Problems:
1. In the storage documentation, repeat the passage from "Pluggable storage interface" up to and including "delete stale objects.", swapping "indefinitely" for "permanently".
2. According to the storage documentation, what must implementations of ExternalStorage be, and why?
3. Condense the storage documentation paragraph that begins ".. important:: Object lifecycle" into a short list that keeps its main facts.

Passage:
--------------------

Exit context manager, closing the pool.

Source code in vgi_rpc/external_fetch.py

def __exit__(
    self,
    exc_type: type[BaseException] | None,
    exc_val: BaseException | None,
    exc_tb: TracebackType | None,
) -> None:
    """Exit context manager, closing the pool."""
    self.close()

Storage Protocol¶

ExternalStorage ¶

Bases: Protocol

Pluggable storage interface for externalizing large batches.

Implementations must be thread-safe — upload() may be called concurrently from different server threads.

.. important:: Object lifecycle — vgi-rpc does not manage the lifecycle of uploaded objects. Data uploaded via upload() or generate_upload_url() persists indefinitely unless the server operator configures cleanup. Use storage-level lifecycle rules (e.g. S3 Lifecycle Policies, GCS Object Lifecycle Management) or bucket-level TTLs to automatically expire and delete stale objects.

upload ¶

upload(
    data: bytes,
    schema: Schema,
    *,
    content_encoding: str | None = None
) -> str

Upload serialized IPC data and return a URL for retrieval.

The uploaded object is not automatically deleted — server operators are responsible for configuring object cleanup via storage lifecycle rules or TTLs.

PARAMETER	DESCRIPTION
`data`	Complete Arrow IPC stream bytes. TYPE: `bytes`
`schema`	The schema of the data being uploaded. TYPE: `Schema`
`content_encoding`	Optional encoding applied to data (e.g. `"zstd"`). Backends should store this so that fetchers can decompress correctly. TYPE: `str \| None` DEFAULT: `None`

RETURNS	DESCRIPTION
`str`	A URL (typically pre-signed) that can be fetched to retrieve
`str`	the uploaded data.

--------------------

Excerpted data:

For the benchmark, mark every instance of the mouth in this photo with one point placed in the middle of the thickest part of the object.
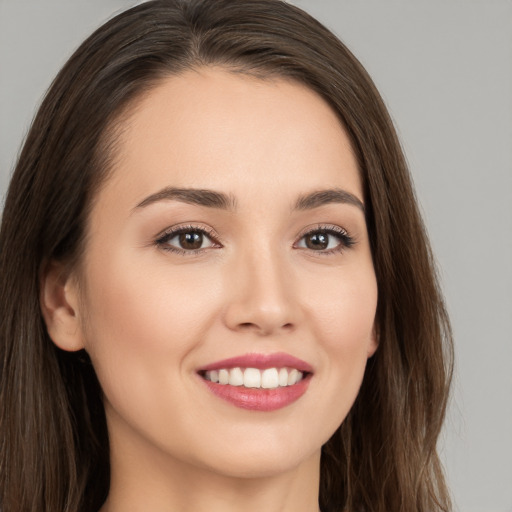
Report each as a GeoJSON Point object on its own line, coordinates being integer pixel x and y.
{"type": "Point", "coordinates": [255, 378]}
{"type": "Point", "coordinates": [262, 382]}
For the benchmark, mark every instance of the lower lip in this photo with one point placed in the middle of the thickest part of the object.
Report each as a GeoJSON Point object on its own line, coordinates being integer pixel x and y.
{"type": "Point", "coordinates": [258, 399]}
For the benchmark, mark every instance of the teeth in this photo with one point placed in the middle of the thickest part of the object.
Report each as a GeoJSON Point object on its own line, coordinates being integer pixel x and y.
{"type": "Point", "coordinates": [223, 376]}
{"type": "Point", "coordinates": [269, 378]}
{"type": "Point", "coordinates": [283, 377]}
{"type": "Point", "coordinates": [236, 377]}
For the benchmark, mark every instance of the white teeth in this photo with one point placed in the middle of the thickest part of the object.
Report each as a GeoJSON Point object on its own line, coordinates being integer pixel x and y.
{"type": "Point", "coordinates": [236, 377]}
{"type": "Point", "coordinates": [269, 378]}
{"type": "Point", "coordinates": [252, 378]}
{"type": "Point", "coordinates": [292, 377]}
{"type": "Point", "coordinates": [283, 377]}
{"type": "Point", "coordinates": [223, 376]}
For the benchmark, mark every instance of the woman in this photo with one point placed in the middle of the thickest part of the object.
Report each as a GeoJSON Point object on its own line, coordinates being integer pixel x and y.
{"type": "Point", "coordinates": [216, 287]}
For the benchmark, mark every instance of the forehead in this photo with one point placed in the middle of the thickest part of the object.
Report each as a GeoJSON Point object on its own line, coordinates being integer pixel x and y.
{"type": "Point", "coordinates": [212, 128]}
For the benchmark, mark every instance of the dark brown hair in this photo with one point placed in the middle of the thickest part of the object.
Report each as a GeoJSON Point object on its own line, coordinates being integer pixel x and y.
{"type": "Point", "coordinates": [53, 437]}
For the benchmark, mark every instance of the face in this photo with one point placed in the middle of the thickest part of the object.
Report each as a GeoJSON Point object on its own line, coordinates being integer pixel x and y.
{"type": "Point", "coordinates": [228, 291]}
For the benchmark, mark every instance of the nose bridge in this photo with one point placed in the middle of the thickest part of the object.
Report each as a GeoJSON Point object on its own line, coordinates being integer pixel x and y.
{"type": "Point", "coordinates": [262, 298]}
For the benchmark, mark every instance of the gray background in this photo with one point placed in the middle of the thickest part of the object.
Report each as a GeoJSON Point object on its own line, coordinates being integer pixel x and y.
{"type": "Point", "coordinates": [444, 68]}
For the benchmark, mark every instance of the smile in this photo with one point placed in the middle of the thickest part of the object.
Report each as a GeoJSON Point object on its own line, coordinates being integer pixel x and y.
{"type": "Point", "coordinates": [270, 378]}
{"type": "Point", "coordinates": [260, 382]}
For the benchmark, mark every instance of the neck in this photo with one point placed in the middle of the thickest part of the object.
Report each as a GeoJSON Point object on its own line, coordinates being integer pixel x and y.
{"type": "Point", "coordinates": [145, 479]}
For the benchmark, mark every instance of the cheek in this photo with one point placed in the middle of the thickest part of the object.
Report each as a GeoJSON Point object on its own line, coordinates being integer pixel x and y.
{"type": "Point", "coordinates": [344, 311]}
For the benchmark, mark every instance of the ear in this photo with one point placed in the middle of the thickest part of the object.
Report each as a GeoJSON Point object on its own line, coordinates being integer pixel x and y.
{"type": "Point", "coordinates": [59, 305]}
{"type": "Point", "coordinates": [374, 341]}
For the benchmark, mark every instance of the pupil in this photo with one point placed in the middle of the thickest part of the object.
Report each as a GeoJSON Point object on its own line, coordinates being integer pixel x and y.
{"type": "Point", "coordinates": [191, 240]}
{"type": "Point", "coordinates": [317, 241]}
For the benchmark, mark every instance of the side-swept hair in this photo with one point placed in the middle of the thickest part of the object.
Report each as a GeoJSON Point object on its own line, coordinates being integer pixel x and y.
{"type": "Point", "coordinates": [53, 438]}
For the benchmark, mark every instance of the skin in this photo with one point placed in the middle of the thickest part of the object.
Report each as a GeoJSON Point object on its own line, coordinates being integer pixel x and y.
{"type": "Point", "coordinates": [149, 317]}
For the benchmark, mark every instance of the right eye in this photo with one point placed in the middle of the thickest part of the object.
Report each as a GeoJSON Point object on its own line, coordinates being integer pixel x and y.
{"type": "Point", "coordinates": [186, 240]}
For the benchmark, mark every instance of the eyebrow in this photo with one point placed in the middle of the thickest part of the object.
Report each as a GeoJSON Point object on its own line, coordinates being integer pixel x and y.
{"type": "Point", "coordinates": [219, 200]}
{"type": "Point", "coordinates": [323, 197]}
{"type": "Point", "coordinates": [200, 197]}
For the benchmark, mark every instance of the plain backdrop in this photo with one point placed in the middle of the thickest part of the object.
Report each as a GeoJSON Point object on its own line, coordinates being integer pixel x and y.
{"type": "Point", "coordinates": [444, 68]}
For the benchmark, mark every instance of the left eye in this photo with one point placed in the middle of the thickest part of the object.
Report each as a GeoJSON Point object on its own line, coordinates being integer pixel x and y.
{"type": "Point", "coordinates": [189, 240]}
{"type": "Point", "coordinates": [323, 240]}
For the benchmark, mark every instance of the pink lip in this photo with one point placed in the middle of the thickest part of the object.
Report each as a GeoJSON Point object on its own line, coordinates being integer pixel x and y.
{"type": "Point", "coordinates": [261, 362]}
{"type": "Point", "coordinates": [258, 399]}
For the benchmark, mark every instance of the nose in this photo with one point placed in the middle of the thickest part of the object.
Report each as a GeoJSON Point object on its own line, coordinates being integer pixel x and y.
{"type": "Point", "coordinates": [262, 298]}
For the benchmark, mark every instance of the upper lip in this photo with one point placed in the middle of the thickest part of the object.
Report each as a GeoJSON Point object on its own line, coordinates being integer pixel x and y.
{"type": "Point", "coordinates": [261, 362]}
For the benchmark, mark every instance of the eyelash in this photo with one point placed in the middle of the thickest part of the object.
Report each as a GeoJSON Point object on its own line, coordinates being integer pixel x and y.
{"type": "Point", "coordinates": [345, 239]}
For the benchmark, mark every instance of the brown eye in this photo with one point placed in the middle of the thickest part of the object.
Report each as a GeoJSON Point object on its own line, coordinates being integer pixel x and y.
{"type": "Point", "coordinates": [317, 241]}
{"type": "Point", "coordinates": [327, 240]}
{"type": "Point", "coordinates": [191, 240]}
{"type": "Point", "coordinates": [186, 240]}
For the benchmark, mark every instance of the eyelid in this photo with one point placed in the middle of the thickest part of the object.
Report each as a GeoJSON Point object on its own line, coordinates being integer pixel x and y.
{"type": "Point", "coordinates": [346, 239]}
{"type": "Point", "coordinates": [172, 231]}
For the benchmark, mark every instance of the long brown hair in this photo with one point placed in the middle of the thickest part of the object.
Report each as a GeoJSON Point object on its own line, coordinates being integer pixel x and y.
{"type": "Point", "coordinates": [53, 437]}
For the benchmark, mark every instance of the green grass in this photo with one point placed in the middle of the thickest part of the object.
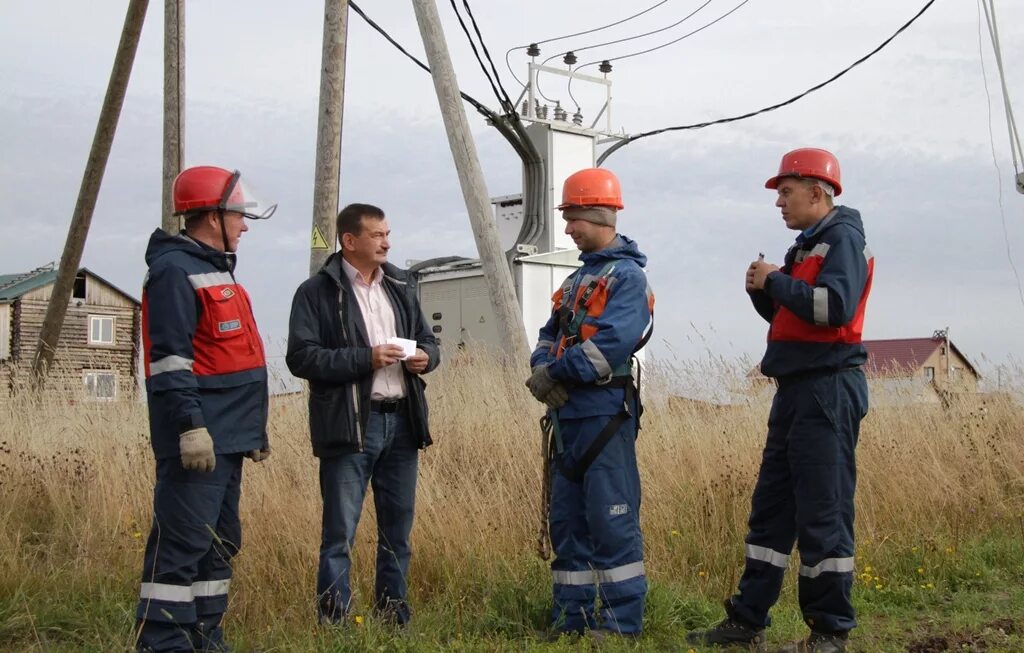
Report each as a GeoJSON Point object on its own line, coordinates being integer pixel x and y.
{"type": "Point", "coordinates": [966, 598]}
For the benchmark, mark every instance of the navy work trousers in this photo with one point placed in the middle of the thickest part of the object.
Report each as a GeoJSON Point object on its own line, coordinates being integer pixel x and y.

--------------------

Exercise results:
1.
Pluggable storage interface for externalizing large batches.

Implementations must be thread-safe — upload() may be called concurrently from different server threads.

.. important:: Object lifecycle — vgi-rpc does not manage the lifecycle of uploaded objects. Data uploaded via upload() or generate_upload_url() persists permanently unless the server operator configures cleanup. Use storage-level lifecycle rules (e.g. S3 Lifecycle Policies, GCS Object Lifecycle Management) or bucket-level TTLs to automatically expire and delete stale objects.

2. They must be thread-safe, because upload() may be called concurrently from different server threads.

3.
- vgi-rpc does not manage the lifecycle of uploaded objects.
- Data uploaded via upload() or generate_upload_url() persists indefinitely unless the server operator configures cleanup.
- Storage-level lifecycle rules (e.g. S3 Lifecycle Policies, GCS Object Lifecycle Management) or bucket-level TTLs can automatically expire and delete stale objects.